▶ _ITEMS_

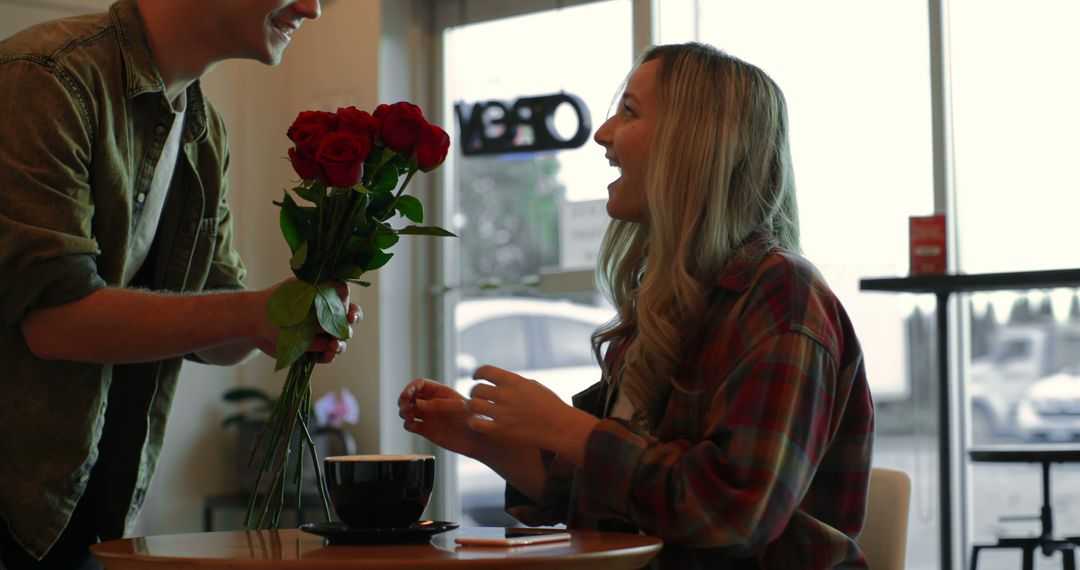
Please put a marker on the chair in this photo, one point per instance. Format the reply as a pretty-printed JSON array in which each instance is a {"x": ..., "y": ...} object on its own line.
[
  {"x": 883, "y": 539},
  {"x": 1045, "y": 541}
]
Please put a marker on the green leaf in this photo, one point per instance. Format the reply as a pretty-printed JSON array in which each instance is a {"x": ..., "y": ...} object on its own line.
[
  {"x": 379, "y": 205},
  {"x": 410, "y": 207},
  {"x": 311, "y": 193},
  {"x": 242, "y": 394},
  {"x": 332, "y": 312},
  {"x": 293, "y": 342},
  {"x": 386, "y": 239},
  {"x": 348, "y": 272},
  {"x": 291, "y": 303},
  {"x": 385, "y": 179},
  {"x": 378, "y": 259},
  {"x": 424, "y": 230},
  {"x": 299, "y": 257}
]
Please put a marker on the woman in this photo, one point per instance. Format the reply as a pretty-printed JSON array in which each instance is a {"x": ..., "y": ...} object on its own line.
[{"x": 733, "y": 419}]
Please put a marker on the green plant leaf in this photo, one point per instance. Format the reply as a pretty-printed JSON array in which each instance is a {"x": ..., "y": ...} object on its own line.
[
  {"x": 237, "y": 395},
  {"x": 379, "y": 205},
  {"x": 424, "y": 230},
  {"x": 299, "y": 257},
  {"x": 410, "y": 207},
  {"x": 293, "y": 342},
  {"x": 291, "y": 303},
  {"x": 348, "y": 272},
  {"x": 332, "y": 312},
  {"x": 385, "y": 179},
  {"x": 311, "y": 193},
  {"x": 386, "y": 239},
  {"x": 378, "y": 259}
]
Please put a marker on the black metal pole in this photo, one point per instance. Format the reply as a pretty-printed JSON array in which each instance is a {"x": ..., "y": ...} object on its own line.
[{"x": 944, "y": 439}]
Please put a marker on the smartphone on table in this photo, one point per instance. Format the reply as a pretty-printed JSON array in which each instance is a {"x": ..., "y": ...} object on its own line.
[{"x": 511, "y": 537}]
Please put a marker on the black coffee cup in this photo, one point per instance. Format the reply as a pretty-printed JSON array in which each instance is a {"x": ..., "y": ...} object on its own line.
[{"x": 379, "y": 491}]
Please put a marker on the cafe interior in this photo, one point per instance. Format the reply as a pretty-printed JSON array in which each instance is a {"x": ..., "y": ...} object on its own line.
[{"x": 949, "y": 117}]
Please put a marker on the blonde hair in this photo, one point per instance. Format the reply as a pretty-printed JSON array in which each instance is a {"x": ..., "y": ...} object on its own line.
[{"x": 719, "y": 167}]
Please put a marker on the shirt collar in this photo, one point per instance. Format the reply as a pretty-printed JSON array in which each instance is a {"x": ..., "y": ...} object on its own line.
[
  {"x": 740, "y": 270},
  {"x": 140, "y": 72}
]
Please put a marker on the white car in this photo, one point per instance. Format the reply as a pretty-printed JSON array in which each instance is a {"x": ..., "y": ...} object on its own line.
[
  {"x": 1050, "y": 409},
  {"x": 541, "y": 339}
]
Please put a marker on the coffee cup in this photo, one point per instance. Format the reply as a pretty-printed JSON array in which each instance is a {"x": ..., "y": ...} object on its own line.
[{"x": 379, "y": 490}]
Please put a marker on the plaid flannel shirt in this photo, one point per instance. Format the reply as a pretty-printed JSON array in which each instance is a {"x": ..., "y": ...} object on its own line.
[{"x": 761, "y": 456}]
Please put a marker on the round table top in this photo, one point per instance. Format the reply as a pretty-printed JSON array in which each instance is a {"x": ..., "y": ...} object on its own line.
[
  {"x": 295, "y": 548},
  {"x": 1026, "y": 453}
]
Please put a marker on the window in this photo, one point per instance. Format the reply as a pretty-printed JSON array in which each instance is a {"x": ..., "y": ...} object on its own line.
[
  {"x": 500, "y": 342},
  {"x": 569, "y": 342},
  {"x": 521, "y": 216}
]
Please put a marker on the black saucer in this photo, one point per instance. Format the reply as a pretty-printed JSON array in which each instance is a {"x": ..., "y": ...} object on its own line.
[{"x": 341, "y": 533}]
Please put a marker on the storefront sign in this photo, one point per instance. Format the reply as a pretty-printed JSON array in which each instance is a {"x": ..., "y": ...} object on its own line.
[{"x": 524, "y": 125}]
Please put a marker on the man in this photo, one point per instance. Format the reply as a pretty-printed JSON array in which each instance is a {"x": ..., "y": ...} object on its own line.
[{"x": 116, "y": 255}]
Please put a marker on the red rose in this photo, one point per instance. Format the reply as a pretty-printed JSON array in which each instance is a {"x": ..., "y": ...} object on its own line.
[
  {"x": 400, "y": 125},
  {"x": 325, "y": 119},
  {"x": 341, "y": 155},
  {"x": 352, "y": 120},
  {"x": 307, "y": 138},
  {"x": 431, "y": 147}
]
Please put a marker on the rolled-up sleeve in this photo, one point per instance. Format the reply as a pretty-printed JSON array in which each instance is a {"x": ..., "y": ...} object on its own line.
[
  {"x": 553, "y": 507},
  {"x": 48, "y": 250}
]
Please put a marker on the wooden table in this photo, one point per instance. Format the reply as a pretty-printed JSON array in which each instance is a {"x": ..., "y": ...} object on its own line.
[{"x": 295, "y": 548}]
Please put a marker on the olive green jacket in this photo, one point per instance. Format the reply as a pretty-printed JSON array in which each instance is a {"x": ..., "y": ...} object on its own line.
[{"x": 82, "y": 125}]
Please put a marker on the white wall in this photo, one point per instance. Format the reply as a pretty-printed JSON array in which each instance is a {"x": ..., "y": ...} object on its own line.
[{"x": 333, "y": 62}]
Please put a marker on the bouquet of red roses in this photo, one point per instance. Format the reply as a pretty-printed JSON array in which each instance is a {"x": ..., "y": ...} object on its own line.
[{"x": 353, "y": 168}]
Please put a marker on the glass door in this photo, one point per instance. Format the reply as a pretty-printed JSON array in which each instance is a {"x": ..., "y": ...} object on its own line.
[{"x": 518, "y": 286}]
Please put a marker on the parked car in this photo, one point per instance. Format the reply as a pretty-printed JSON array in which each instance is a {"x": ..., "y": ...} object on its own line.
[
  {"x": 542, "y": 339},
  {"x": 1050, "y": 409},
  {"x": 1018, "y": 356}
]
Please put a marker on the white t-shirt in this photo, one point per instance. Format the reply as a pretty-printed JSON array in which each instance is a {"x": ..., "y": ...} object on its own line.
[{"x": 153, "y": 200}]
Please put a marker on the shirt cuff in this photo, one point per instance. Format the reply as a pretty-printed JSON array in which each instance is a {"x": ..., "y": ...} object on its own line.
[
  {"x": 612, "y": 450},
  {"x": 50, "y": 283}
]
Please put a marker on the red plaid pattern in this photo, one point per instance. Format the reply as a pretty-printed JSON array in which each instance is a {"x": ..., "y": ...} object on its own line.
[{"x": 761, "y": 458}]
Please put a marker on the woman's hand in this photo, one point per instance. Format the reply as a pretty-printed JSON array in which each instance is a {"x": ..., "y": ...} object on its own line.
[
  {"x": 440, "y": 414},
  {"x": 523, "y": 411}
]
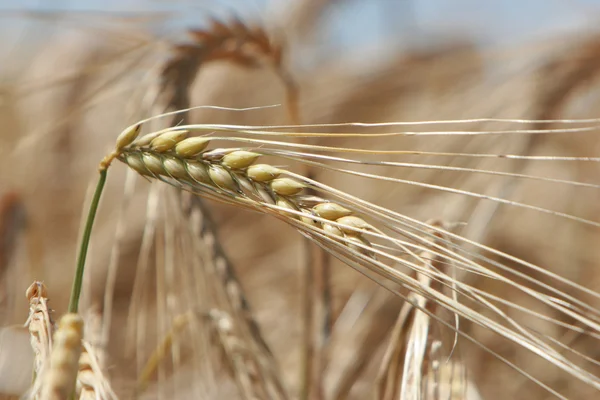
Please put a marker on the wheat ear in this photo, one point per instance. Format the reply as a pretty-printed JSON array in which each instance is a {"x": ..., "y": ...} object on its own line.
[
  {"x": 232, "y": 177},
  {"x": 60, "y": 379},
  {"x": 234, "y": 42}
]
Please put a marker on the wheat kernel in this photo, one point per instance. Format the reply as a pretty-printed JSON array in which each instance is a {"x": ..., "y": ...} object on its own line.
[
  {"x": 191, "y": 147},
  {"x": 199, "y": 172},
  {"x": 263, "y": 172},
  {"x": 136, "y": 163},
  {"x": 286, "y": 186},
  {"x": 222, "y": 178},
  {"x": 167, "y": 141},
  {"x": 239, "y": 159},
  {"x": 331, "y": 211},
  {"x": 352, "y": 222},
  {"x": 175, "y": 167}
]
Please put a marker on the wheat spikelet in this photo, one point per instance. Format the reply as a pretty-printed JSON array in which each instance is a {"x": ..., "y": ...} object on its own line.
[{"x": 233, "y": 42}]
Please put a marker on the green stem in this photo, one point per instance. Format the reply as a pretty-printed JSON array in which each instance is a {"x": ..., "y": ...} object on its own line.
[{"x": 85, "y": 241}]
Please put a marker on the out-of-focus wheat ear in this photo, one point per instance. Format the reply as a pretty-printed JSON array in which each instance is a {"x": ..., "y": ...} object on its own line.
[
  {"x": 234, "y": 42},
  {"x": 92, "y": 383},
  {"x": 12, "y": 223},
  {"x": 361, "y": 327},
  {"x": 41, "y": 331},
  {"x": 204, "y": 227},
  {"x": 242, "y": 366},
  {"x": 563, "y": 76},
  {"x": 409, "y": 369},
  {"x": 59, "y": 380}
]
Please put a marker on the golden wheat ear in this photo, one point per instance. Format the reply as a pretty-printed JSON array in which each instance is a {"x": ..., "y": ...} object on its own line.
[{"x": 375, "y": 240}]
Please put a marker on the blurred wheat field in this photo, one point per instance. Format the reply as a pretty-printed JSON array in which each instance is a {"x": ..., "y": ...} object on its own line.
[{"x": 158, "y": 285}]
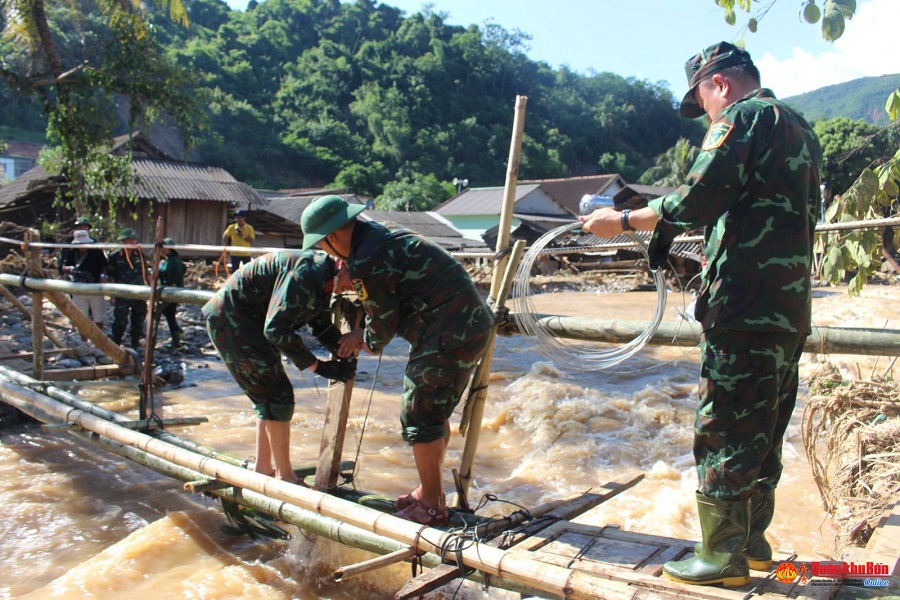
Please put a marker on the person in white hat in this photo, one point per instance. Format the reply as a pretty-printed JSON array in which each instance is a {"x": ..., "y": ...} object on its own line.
[{"x": 86, "y": 265}]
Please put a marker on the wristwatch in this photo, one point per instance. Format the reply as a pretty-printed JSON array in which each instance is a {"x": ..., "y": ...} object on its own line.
[{"x": 624, "y": 219}]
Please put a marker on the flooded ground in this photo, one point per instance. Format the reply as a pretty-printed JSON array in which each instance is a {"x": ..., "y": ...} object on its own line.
[{"x": 79, "y": 523}]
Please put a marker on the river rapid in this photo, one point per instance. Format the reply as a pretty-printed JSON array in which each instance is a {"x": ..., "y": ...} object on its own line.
[{"x": 80, "y": 523}]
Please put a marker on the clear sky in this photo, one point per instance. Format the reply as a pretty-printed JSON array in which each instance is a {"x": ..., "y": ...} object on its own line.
[{"x": 651, "y": 39}]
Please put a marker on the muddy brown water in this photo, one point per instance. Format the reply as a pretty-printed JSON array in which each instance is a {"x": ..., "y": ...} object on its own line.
[{"x": 79, "y": 523}]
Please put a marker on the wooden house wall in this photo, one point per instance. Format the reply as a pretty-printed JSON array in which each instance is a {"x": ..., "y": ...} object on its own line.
[{"x": 188, "y": 222}]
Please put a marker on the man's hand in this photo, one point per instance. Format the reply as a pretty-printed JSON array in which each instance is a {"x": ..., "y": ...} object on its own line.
[
  {"x": 351, "y": 343},
  {"x": 604, "y": 222},
  {"x": 342, "y": 370}
]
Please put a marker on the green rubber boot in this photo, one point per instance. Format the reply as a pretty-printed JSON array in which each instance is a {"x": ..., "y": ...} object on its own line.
[
  {"x": 725, "y": 527},
  {"x": 758, "y": 551}
]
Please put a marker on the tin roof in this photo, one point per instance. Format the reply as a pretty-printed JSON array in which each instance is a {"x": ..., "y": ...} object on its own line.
[
  {"x": 567, "y": 192},
  {"x": 481, "y": 201},
  {"x": 158, "y": 180}
]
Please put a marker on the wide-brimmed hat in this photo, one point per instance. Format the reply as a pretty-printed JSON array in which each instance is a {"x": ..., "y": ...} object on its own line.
[
  {"x": 127, "y": 234},
  {"x": 324, "y": 216},
  {"x": 81, "y": 237},
  {"x": 707, "y": 62}
]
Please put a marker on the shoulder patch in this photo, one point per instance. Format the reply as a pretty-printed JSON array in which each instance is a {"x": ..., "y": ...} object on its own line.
[
  {"x": 360, "y": 289},
  {"x": 716, "y": 136}
]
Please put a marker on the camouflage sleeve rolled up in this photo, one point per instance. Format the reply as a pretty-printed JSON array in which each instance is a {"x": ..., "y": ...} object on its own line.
[
  {"x": 755, "y": 187},
  {"x": 277, "y": 293},
  {"x": 411, "y": 287}
]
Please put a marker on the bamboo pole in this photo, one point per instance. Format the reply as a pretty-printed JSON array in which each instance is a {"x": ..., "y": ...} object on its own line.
[
  {"x": 470, "y": 425},
  {"x": 32, "y": 260},
  {"x": 337, "y": 410},
  {"x": 355, "y": 570},
  {"x": 75, "y": 402},
  {"x": 145, "y": 404},
  {"x": 119, "y": 290},
  {"x": 823, "y": 340},
  {"x": 474, "y": 409},
  {"x": 542, "y": 576}
]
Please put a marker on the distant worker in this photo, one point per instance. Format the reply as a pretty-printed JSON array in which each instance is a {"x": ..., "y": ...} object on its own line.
[
  {"x": 171, "y": 272},
  {"x": 755, "y": 188},
  {"x": 127, "y": 266},
  {"x": 254, "y": 318},
  {"x": 86, "y": 265},
  {"x": 239, "y": 234},
  {"x": 411, "y": 287},
  {"x": 81, "y": 224}
]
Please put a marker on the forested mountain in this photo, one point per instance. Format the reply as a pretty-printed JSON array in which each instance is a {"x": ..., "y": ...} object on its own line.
[
  {"x": 858, "y": 99},
  {"x": 310, "y": 92}
]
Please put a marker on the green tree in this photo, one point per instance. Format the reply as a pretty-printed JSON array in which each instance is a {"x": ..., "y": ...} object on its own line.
[
  {"x": 849, "y": 147},
  {"x": 672, "y": 167},
  {"x": 875, "y": 191},
  {"x": 415, "y": 193},
  {"x": 119, "y": 60}
]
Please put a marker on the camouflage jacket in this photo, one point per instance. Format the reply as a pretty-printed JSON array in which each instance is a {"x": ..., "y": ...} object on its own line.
[
  {"x": 171, "y": 270},
  {"x": 413, "y": 288},
  {"x": 755, "y": 187},
  {"x": 127, "y": 266},
  {"x": 278, "y": 294}
]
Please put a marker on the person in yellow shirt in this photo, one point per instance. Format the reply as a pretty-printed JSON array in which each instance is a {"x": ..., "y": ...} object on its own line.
[{"x": 239, "y": 234}]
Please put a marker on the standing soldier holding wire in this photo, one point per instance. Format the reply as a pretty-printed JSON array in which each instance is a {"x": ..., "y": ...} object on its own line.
[
  {"x": 127, "y": 266},
  {"x": 755, "y": 187}
]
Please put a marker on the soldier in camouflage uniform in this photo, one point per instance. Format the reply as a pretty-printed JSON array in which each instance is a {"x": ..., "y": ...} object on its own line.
[
  {"x": 409, "y": 287},
  {"x": 253, "y": 319},
  {"x": 171, "y": 272},
  {"x": 755, "y": 188},
  {"x": 127, "y": 266}
]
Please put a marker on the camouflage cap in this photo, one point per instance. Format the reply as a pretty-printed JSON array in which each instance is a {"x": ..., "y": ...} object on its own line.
[
  {"x": 709, "y": 61},
  {"x": 127, "y": 234},
  {"x": 323, "y": 216}
]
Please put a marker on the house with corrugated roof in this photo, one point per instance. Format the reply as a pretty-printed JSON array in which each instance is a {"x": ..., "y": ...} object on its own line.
[
  {"x": 568, "y": 191},
  {"x": 193, "y": 199},
  {"x": 475, "y": 210},
  {"x": 542, "y": 203},
  {"x": 17, "y": 158}
]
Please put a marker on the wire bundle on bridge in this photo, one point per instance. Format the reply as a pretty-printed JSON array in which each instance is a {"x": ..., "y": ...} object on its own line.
[{"x": 565, "y": 351}]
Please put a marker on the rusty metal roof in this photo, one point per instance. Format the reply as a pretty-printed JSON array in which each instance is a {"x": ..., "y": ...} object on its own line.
[
  {"x": 567, "y": 192},
  {"x": 481, "y": 201}
]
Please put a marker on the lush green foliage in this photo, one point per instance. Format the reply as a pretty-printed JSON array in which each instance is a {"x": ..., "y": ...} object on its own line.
[
  {"x": 875, "y": 192},
  {"x": 314, "y": 92},
  {"x": 857, "y": 99}
]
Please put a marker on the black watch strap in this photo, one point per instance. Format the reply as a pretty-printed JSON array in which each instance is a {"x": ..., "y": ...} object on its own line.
[{"x": 625, "y": 225}]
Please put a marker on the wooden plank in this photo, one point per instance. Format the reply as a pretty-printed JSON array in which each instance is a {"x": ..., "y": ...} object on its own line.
[{"x": 336, "y": 412}]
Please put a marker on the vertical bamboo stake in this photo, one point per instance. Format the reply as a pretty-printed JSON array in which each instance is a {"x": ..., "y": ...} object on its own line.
[
  {"x": 145, "y": 408},
  {"x": 33, "y": 259},
  {"x": 475, "y": 409},
  {"x": 336, "y": 412}
]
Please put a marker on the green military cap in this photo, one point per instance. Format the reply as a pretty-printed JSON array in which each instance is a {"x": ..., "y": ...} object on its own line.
[
  {"x": 127, "y": 234},
  {"x": 323, "y": 216},
  {"x": 709, "y": 61}
]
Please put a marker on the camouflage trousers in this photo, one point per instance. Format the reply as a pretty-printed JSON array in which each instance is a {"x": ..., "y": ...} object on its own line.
[
  {"x": 122, "y": 309},
  {"x": 255, "y": 365},
  {"x": 433, "y": 386},
  {"x": 748, "y": 390}
]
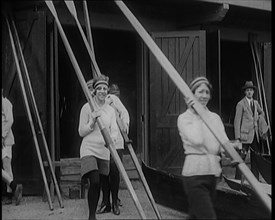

▶ _YOUR TASK_
Report every line in the records above that contains the word "house", and give each line in full. Case counts.

▶ _REPLY TO THE TASK_
Please put a marker on the wooden house wall in this photo, one point per instance. Format the reply as a pretty-printed JSON array in which each instance is a {"x": ..., "y": ...} object on its own line.
Please put a marker on the house with corrugated roof in this photo, one point per instance. Format the reply as a pretty-printed JSON array in which each instance is a {"x": ..., "y": ...} object on its own line.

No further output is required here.